- [FUENTE]:
La fiesta, la alegría, se había transformado en tragedia.
Esos metales tan amados, una de esas criaturas armadas con tanto cariño, había traicionado a su piloto, a todos nosotros y al TC. No frenando donde debía, resistiéndose a disminuir los 230 o 240 km/h que desovillaba sobre el hilo de la ruta 36.
Había herido al TC, había amargado lo que debía ser una jornada de alegría.
Y mientras comenzaban a sonar las sirenas sentí un escalofrío: el coche había quedado a un costado de la rotonda donde me encontraba junto al colega Alfredo Parga, de La Nación, pero había pasado a escasos 15 metros. En una palabra, nos podría haber tocado a nosotros. Parga quedó lívido. Intentó correr hacia los cuerpos que yacían inanimados a un costado de la plazoleta. Unos minutos antes, un encargado de la organización había desalojado pacientemente a varios entusiastas miembros del público que nada tenían que hacer allí. Pero el coche de Miguel Atauri se había precipitado sobre un grupo de gente que estaba al borde de la rotonda, en las calles "muertas" o de escape. ¿Cómo pensar que podría penetrar a casi 170 km/h en esa zona aparentemente segura? La fatalidad se había producido. El TC estaba de luto: Y todo sucedió así...

- [TRABAJO PEDIDO]:
1. Enumera todas las cifras escritas con números en el relato del accidente.
2. Transcribe, sin cambiar nada, el fragmento del relato del accidente que empieza con las palabras que contienen "Esos metales tan" y termina con "jornada de alegría.".
3. Prolonga el relato del accidente a partir del punto en que se detiene.

- [Registros guardados]:
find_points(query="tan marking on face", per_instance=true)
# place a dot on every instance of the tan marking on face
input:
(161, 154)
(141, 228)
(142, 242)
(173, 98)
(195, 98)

- [RESULTADOS POR TAREA]:
1. 230, 240, 36, 15, 170

2.
Esos metales tan amados, una de esas criaturas armadas con tanto cariño, había traicionado a su piloto, a todos nosotros y al TC. No frenando donde debía, resistiéndose a disminuir los 230 o 240 km/h que desovillaba sobre el hilo de la ruta 36.
Había herido al TC, había amargado lo que debía ser una jornada de alegría.

3.
Salvador Carmona, el mecanizador de los fierros de Emilio Satriano, gritaba: "Nací de nuevo, nací de nuevo" La histeria era total. Y dolorosamente justificada.
La mole celeste y blanca con el número 18 había terminado su enloquecida carrera instantes antes. Le juro que yo estaba paralizado. Como atontado. Había visto al Dodge desmandarse 200 metros antes de entrar a la rotonda de la ruta 36 que une con el camino a Abasto. Y en vez de tomar el carril derecho para circular por la carrera comenzó a barrer de costado la división de ambas manos. ¿A cuánto? A 200 o más quizás.
No siguió derecho. Barriendo por la izquierda, allí donde había auxiliares de pista. Bomberos, policías, periodistas, miembros de equipos y —por suerte—ninguno o muy pocos miembros del público.
Iban dos vueltas de la final y esa mole desmandada paralizaba extrañamente, hasta el último instante, a quienes estaban en su paso.
Así, por diez centímetros, se salvó volando el primer banderillero de casaca amarilla.
Con un estampido sordo contra el cordón de la rotonda central saltó el Dodge procurando detenerse. Allí estaba don Carmona y colaboradores del equipo de Emilio Satriano filmando su habitual película televisiva.
Salvador tenía en el visor a Roberto Urretavizcaya. Lo agarraron del hombro y tiraron de él. Allí voló destruido el changuito que llevaba la videograbadora.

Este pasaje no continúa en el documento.